_Provided data_.
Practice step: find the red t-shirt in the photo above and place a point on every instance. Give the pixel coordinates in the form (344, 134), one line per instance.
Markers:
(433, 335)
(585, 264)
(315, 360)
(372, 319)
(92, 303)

_Required task_. Rewrite every line of the items above as a numbered list, leaving out blank lines.

_Solution for this problem_.
1. Practice step: find the red t-shirt in the photo above and place a point on every instance. Give the pixel coordinates in the form (344, 134), one line per instance.
2. Markers:
3. (433, 335)
4. (585, 264)
5. (315, 360)
6. (372, 319)
7. (92, 303)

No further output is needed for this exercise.